Twenty-five percent of roads and homes in our region do not have cell phone coverage.  It is easy to say that this is unacceptable (it is), much harder to say what we can do about it.  The carriers own the spectrum used for wireless signal transmission, and require their own equipment  to connect antennas to Core Networks even if communities owned the antennas.  They have shown no interest in doing this (no incremental revenue to justify the incremental costs).  However, we are thinking about a 5G play that might bring them to the table, one in which we supply the fiber optics (the most expensive part, which we will use for our Fiber to the Home networks as well) and they supply the antennas.  Could be a win-win as they say.

Cell phone  companies know they cannot install 5G in rural regions of the country.  They are all but begging Washington for subsidies, with no success so far.  The problem is antenna density versus revenue.  To realize its stated long -term objective of 10 gbps peak data rates, 1 ms latency, and 50,000 devices per antenna, 5G cell phone networks must radically densify, by some estimates placing antennas 300 feet apart (or even closer if some early trial reports are correct).   While AT&T is presently crowing about 5G with antennas having ranges around 2 miles, they hide the fact that these antennas and frequencies are not 5G, really, but a kind of grown-up 4G, data rates in the low hundreds of megabits per second, but miles from the top of their mountain.

While the antennas themselves are expensive, the major cost for deployment is the fiber optics wiring required to connect each antenna back to a Core Network.  Suppose we offered to provide the wiring?  If we used the same wiring that we were installing for our own broadband networks with fiber to the home, the cost to us is small—many more strands in the cable, but that will add no more than 10% to our costs, a trivial amount if universal mobile coverage was the outcome.   Our region must have more than 100,000 mobile subscribers.  That must be interesting to someone.

If you hug an operating antenna for long periods of time, perhaps.  Otherwise, they are less harmful, if they are harmful, than the signals produced by your smartphone.  Indeed, the closer you are to a mobile antenna when using your smartphone, the lower will be the amount of radiation absorbed by your head and body.   Unless you are willing to give up your smartphone, you should be lobbying hard for small cell antennas on telephone poles to the extent necessary to provide universal 4G or 5G coverage in our region.

**INPUT DATA**

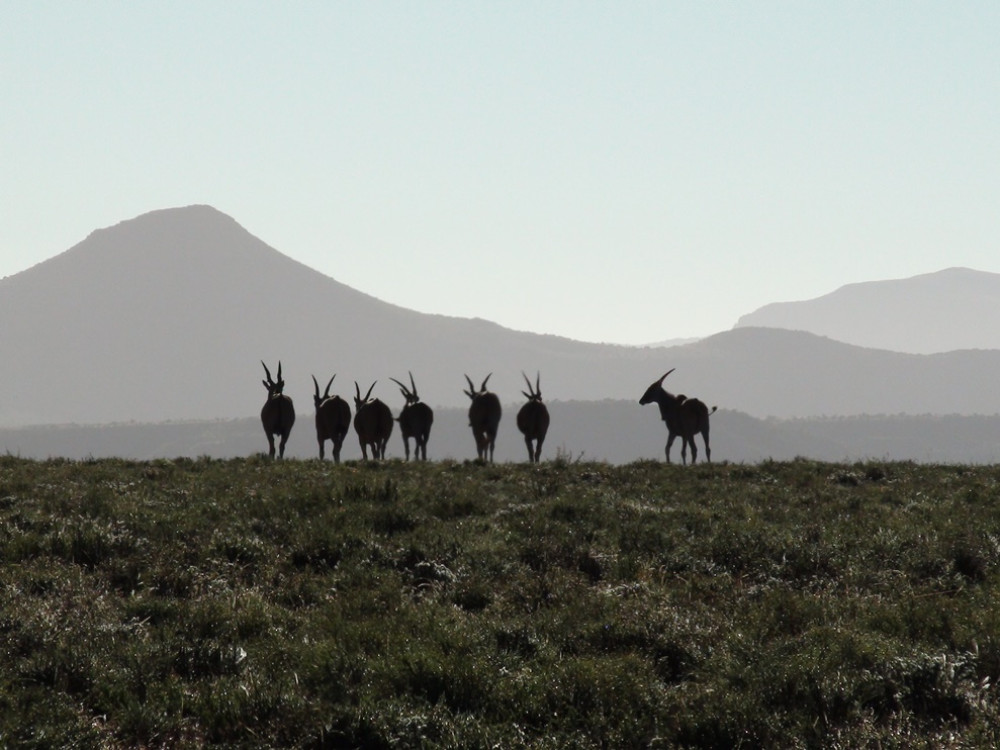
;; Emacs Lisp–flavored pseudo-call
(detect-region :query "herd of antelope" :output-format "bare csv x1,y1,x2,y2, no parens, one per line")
260,361,716,464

**REQUIREMENT**
Write the next part of the piece on rural cell coverage, picking up after its last paragraph. The data has no connection to the piece on rural cell coverage.

**EXERCISE RESULT**
The science on low-frequency radiation is far from consistent or complete.  Many studies suggest harm at certain levels over sustained periods of exposure; many others suggest otherwise.   All but one of the epidemiological studies show no effect from the 700 billion smart phones and their antennas sold over the last decade.  As these studies usually involve high levels of self-reporting, they are all suspect, including the one from Sweden that does show an increase in cancers that could have been caused by radiation over the last twenty years.  These studies are all correlations at best anyway; establishing causes is much harder.   We are never going to test human beings in controlled studies (to find out what levels cause cancer and other maladies), nor can we ascertain now what effects radiation will have on long term prospects for cancers that may take decades to materialize.  Perhaps the best clue is that no government agency in the world has declared that the FCC standards for maximum transmit power levels from smart phones and antennas are too high.

Energy levels from mobile antennas drop rapidly as waves move from the antenna to a user.  The level thirty feet away is 1% of the original.  Mobile phones expect receive levels in a range from -40 dbm to -115 dbm (the former is 0.0000001 watt, or eight orders of magnitude below the 40 dbm (10 watts)  transmitted by a small cell antenna.  Meanwhile signal levels transmitted by a smart phone range from +30 dbm to below +10 dbm—1 watt to 0.01 watt.  The key dependency is receive power; the higher the received signal (the closer the antenna), the lower the transmit power, to save battery life.  So, if you want to continue to use your smartphone, you are probably in no real danger, but you will be better off with many small antennas close by than one antenna 20 miles away.